[[ AVAILABLE DATA open ]]

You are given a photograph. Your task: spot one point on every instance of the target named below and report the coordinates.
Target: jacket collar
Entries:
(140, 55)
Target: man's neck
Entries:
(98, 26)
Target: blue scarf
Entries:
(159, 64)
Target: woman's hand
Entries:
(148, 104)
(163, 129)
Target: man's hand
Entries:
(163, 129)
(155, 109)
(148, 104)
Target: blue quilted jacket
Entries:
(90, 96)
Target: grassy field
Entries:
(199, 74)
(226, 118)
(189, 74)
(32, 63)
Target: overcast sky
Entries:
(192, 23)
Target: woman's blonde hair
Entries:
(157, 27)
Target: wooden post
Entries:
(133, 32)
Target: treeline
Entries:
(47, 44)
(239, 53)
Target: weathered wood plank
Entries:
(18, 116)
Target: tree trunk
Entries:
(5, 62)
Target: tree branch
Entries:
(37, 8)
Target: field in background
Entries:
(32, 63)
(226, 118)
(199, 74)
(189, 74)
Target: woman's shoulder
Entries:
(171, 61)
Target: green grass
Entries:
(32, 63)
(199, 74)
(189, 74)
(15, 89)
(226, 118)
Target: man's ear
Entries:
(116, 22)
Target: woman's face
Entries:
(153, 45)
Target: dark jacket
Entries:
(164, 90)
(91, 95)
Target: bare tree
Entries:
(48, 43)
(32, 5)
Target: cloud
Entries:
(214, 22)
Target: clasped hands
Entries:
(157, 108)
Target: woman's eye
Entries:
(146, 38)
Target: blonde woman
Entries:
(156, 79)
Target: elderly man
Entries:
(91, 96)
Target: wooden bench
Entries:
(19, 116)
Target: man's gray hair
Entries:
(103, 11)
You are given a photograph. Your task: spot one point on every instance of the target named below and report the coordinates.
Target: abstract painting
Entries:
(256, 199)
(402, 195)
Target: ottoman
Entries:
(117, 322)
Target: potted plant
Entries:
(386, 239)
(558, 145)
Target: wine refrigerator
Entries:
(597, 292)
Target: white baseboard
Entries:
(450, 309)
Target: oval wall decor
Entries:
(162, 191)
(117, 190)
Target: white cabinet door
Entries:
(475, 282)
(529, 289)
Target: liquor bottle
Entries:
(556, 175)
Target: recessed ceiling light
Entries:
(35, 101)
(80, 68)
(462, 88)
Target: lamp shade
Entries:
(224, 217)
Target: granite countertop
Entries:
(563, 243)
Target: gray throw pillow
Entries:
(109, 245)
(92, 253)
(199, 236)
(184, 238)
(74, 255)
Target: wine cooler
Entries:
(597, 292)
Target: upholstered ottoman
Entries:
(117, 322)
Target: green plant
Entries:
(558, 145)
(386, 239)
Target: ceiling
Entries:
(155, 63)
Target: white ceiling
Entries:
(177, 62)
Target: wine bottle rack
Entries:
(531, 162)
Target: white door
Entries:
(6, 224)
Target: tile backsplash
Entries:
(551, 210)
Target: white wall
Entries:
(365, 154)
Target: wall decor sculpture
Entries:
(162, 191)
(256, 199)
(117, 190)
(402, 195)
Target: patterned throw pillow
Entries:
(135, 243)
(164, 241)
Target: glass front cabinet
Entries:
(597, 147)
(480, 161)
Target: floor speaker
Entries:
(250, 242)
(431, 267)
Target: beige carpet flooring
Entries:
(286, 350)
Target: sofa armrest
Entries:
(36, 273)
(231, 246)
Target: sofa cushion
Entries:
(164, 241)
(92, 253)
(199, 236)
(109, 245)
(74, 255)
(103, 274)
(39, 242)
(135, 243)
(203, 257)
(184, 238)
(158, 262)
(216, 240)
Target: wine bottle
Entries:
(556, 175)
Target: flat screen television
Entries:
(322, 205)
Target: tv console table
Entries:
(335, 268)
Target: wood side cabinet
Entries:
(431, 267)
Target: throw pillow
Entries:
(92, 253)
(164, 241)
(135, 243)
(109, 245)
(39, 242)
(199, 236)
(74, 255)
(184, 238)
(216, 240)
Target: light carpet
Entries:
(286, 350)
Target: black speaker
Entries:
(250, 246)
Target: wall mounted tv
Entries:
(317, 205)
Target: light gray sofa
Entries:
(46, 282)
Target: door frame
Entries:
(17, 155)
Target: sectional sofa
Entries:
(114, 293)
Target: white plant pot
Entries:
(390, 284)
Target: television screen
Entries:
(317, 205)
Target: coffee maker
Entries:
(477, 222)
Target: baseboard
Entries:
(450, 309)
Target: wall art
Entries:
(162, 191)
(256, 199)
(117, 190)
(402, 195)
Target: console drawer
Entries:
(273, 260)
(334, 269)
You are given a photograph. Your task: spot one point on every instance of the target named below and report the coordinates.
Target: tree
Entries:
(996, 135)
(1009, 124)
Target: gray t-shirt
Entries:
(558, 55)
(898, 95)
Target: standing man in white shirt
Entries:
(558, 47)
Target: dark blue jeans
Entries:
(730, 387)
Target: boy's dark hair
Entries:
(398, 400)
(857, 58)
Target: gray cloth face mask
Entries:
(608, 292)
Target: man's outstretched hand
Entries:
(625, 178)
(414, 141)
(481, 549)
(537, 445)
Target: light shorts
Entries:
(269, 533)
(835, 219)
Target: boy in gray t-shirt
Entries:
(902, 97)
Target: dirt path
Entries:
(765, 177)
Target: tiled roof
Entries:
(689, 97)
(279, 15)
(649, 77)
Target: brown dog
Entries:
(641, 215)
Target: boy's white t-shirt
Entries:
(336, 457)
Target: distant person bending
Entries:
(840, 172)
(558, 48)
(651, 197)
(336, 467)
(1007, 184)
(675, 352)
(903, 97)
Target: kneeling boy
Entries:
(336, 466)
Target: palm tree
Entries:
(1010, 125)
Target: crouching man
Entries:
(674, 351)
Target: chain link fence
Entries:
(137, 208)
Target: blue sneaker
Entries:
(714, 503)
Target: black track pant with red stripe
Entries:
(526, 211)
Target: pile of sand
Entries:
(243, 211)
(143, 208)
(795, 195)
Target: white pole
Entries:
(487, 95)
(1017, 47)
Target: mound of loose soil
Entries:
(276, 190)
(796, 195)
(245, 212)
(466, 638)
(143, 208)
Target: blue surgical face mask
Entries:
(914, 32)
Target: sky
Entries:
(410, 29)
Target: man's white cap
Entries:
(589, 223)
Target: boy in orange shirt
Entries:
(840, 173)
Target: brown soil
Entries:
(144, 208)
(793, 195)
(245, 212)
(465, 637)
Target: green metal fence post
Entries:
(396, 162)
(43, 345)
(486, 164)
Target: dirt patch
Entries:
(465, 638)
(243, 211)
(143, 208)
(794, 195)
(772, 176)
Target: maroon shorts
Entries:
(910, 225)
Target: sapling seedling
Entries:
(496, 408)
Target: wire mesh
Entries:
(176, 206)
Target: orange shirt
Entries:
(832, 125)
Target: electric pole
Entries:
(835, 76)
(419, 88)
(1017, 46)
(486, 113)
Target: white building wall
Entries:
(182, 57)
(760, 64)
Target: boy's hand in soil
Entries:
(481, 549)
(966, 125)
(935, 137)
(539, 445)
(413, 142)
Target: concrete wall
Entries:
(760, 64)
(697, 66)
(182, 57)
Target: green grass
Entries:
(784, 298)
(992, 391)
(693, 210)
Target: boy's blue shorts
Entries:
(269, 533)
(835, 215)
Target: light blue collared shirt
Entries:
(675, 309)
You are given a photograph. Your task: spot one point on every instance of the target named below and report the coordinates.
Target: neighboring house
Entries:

[[ AVAILABLE DATA closed ]]

§ **TASK TO COMPLETE**: Retype all the data, changing nothing.

§ **SOLVED PROBLEM**:
You are given a photograph. Your task: spot one point on every instance of the target named below and report the coordinates.
Target: jacket collar
Entries:
(140, 55)
Target: man's neck
Entries:
(98, 26)
Target: blue scarf
Entries:
(159, 64)
Target: woman's hand
Entries:
(148, 104)
(163, 129)
Target: man's hand
Entries:
(163, 129)
(155, 109)
(148, 104)
Target: blue quilted jacket
Entries:
(90, 96)
Target: grassy field
Entries:
(199, 74)
(226, 118)
(189, 74)
(32, 63)
Target: overcast sky
Entries:
(192, 23)
Target: woman's blonde hair
Entries:
(157, 27)
Target: wooden post
Entries:
(133, 32)
Target: treeline
Entries:
(47, 44)
(239, 53)
Target: weathered wood plank
Entries:
(18, 116)
Target: tree trunk
Entries:
(5, 62)
Target: tree branch
Entries:
(37, 8)
Target: field in background
Entries:
(32, 63)
(226, 118)
(199, 74)
(189, 74)
Target: woman's shoulder
Entries:
(171, 61)
Target: green grass
Entries:
(32, 63)
(199, 74)
(189, 74)
(15, 89)
(226, 118)
Target: man's ear
Entries:
(116, 22)
Target: woman's face
Entries:
(153, 45)
Target: dark jacket
Entries:
(164, 90)
(91, 95)
Target: bare tree
Entries:
(48, 43)
(32, 5)
Target: cloud
Entries:
(214, 22)
Target: clasped hands
Entries:
(157, 108)
Target: woman's eye
Entries:
(146, 38)
Target: blonde woman
Entries:
(156, 79)
Target: elderly man
Entries:
(91, 96)
Target: wooden bench
Entries:
(19, 116)
Target: man's gray hair
Entries:
(103, 11)
You are given a photograph. Your task: spot one point on every instance of the target named below and report the coordinates.
Target: abstract painting
Entries:
(256, 199)
(402, 195)
Target: ottoman
Entries:
(117, 322)
Target: potted plant
Entries:
(386, 239)
(558, 145)
Target: wine refrigerator
Entries:
(597, 292)
Target: white baseboard
Entries:
(450, 309)
Target: oval wall decor
Entries:
(162, 191)
(117, 190)
Target: white cabinet door
Entries:
(475, 282)
(529, 289)
Target: liquor bottle
Entries:
(556, 175)
Target: recessed ceiling light
Entries:
(35, 101)
(80, 68)
(462, 88)
Target: lamp shade
Entries:
(224, 217)
Target: granite countertop
Entries:
(563, 243)
Target: gray throw pillow
Entries:
(109, 245)
(92, 253)
(199, 236)
(184, 238)
(74, 255)
Target: wine cooler
Entries:
(597, 292)
Target: upholstered ottoman
Entries:
(117, 322)
Target: green plant
Entries:
(558, 145)
(386, 239)
Target: ceiling
Entries:
(155, 63)
Target: white ceiling
Entries:
(177, 62)
Target: wine bottle rack
Entries:
(531, 162)
Target: white door
Entries:
(6, 224)
Target: tile backsplash
Entries:
(551, 210)
Target: white wall
Entries:
(365, 154)
Target: wall decor sculpture
Entries:
(162, 191)
(256, 199)
(117, 190)
(402, 195)
Target: patterned throw pillow
Entries:
(135, 243)
(164, 241)
Target: glass front cabinet
Entries:
(597, 147)
(480, 161)
Target: floor speaker
Entries:
(250, 242)
(431, 267)
Target: beige carpet flooring
Entries:
(286, 350)
Target: sofa armrest
Entries:
(36, 273)
(231, 246)
Target: sofa cushion
Entries:
(164, 241)
(92, 253)
(199, 236)
(109, 245)
(74, 255)
(103, 274)
(39, 242)
(135, 243)
(203, 257)
(184, 238)
(158, 262)
(216, 240)
Target: wine bottle
Entries:
(556, 175)
Target: flat screen television
Entries:
(322, 205)
Target: tv console table
Entries:
(335, 268)
Target: wood side cabinet
Entries:
(431, 267)
Target: throw pillow
Entries:
(92, 253)
(164, 241)
(135, 243)
(109, 245)
(39, 242)
(199, 236)
(74, 255)
(184, 238)
(216, 240)
Target: light carpet
Entries:
(286, 350)
Target: black speaker
Entries:
(250, 246)
Target: wall mounted tv
Entries:
(317, 205)
Target: light gray sofa
Entries:
(46, 282)
Target: door frame
Entries:
(17, 155)
Target: sectional sofa
Entries:
(114, 293)
Target: white plant pot
Entries:
(390, 284)
Target: television screen
Entries:
(317, 205)
Target: coffee maker
Entries:
(477, 222)
Target: baseboard
Entries:
(450, 309)
Target: wall art
Entries:
(162, 191)
(256, 199)
(117, 190)
(402, 195)
Target: console drawer
Entries:
(273, 260)
(334, 269)
You are given a photograph. Your task: spot one point on every instance of the target named below and report the coordinates.
Target: tree
Entries:
(996, 135)
(1009, 124)
Target: gray t-shirt
Entries:
(558, 55)
(898, 95)
Target: standing man in white shirt
Entries:
(558, 47)
Target: dark blue jeans
Entries:
(730, 387)
Target: boy's dark hair
Entries:
(398, 400)
(857, 58)
Target: gray cloth face mask
Entries:
(608, 292)
Target: man's outstretched hand
Entries:
(625, 178)
(414, 141)
(481, 549)
(537, 445)
Target: light shorts
Entries:
(269, 533)
(835, 219)
Target: boy in gray t-shirt
Entries:
(902, 97)
Target: dirt path
Entries:
(765, 177)
Target: tiled roof
Entries:
(689, 97)
(279, 15)
(649, 77)
Target: brown dog
Entries:
(641, 215)
Target: boy's white t-shirt
Entries:
(336, 457)
Target: distant person bending
Entries:
(840, 172)
(558, 48)
(651, 197)
(336, 467)
(1007, 184)
(675, 352)
(903, 97)
Target: kneeling boy
Entries:
(336, 466)
Target: palm tree
Entries:
(1010, 125)
Target: crouching man
Entries:
(674, 351)
Target: chain link fence
Entries:
(137, 208)
Target: blue sneaker
Entries:
(714, 503)
Target: black track pant with red stripe
Entries:
(526, 211)
Target: pile of sand
Entries:
(243, 211)
(143, 208)
(795, 195)
Target: white pole
Entries:
(487, 95)
(1017, 47)
Target: mound of loose soil
Entries:
(276, 190)
(796, 195)
(245, 212)
(466, 638)
(143, 208)
Target: blue surgical face mask
Entries:
(914, 32)
Target: sky
Entries:
(410, 29)
Target: man's white cap
Entries:
(589, 223)
Target: boy in orange shirt
Entries:
(840, 173)
Target: brown soil
Entries:
(144, 208)
(793, 195)
(245, 212)
(465, 637)
Target: green metal fence post
Entries:
(396, 162)
(43, 345)
(486, 164)
Target: dirt patch
Entries:
(465, 638)
(243, 211)
(143, 208)
(794, 195)
(772, 176)
Target: maroon shorts
Entries:
(910, 225)
Target: sapling seedling
Entries:
(496, 408)
Target: wire mesh
Entries:
(176, 206)
Target: orange shirt
Entries:
(832, 125)
Target: electric pole
Entries:
(835, 76)
(419, 88)
(1017, 46)
(486, 113)
Target: white building wall
Entries:
(182, 57)
(760, 64)
Target: boy's hand in soil
Entries:
(481, 549)
(966, 125)
(935, 137)
(539, 445)
(413, 142)
Target: concrete wall
Entries:
(760, 64)
(697, 66)
(182, 57)
Target: green grass
Entries:
(784, 298)
(992, 391)
(693, 210)
Target: boy's blue shorts
Entries:
(269, 533)
(835, 215)
Target: light blue collared shirt
Entries:
(675, 309)
You are given a photograph. Your task: spot one point on every instance of the target named below and report the coordinates.
Target: neighboring house
Entries:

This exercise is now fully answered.